▶ [УСЛОВИЕ ЗАДАЧИ]: Выберите и выпишите все строки ниже, в которых встречается слово «stainless». Регистр букв учитывается.

----- ИСХОДНЫЕ ДАННЫЕ

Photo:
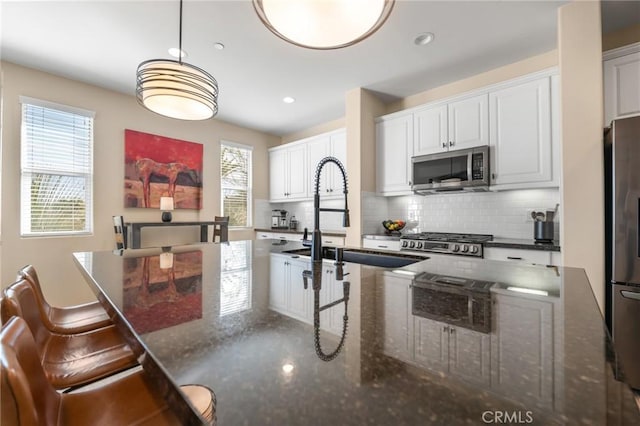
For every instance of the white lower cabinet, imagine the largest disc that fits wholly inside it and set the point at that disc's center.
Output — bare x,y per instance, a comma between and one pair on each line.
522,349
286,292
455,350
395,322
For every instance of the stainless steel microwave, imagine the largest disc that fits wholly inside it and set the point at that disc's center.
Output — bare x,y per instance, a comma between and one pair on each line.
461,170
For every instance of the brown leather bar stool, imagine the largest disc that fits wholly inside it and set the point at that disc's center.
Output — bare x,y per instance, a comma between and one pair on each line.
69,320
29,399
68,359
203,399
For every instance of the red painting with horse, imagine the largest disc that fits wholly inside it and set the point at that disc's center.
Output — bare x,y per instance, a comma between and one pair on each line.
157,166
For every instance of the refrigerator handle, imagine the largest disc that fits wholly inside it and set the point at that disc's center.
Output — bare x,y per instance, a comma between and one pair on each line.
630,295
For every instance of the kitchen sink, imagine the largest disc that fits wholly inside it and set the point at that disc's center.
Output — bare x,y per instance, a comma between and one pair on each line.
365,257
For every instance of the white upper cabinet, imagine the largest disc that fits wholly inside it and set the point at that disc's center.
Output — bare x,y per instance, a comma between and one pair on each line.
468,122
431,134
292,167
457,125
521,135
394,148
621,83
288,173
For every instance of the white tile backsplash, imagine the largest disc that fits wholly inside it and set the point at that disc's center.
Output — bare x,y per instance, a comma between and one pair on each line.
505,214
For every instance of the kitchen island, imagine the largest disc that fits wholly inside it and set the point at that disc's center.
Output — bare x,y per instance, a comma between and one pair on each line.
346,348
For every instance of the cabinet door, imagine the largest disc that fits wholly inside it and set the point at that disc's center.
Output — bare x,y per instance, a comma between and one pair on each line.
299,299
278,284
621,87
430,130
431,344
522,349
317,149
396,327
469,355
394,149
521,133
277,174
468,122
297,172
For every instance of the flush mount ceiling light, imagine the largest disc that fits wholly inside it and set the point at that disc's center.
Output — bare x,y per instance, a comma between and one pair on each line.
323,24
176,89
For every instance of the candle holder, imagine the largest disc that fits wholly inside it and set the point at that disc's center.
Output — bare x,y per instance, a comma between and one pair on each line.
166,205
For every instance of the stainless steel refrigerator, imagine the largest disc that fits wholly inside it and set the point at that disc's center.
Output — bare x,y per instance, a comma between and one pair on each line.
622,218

----------
----- ИСХОДНЫЕ ДАННЫЕ

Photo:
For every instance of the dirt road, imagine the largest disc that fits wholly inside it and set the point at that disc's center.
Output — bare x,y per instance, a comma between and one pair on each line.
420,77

----------

▶ [РЕШЁННОЕ ЗАДАНИЕ]:
For every instance of the stainless steel microwave, imagine the largest disc that fits wholly inside it and set the point at that disc's center.
For every instance of the stainless steel refrigerator, imagine the largest disc that fits wholly inside it and set the point at that disc's center.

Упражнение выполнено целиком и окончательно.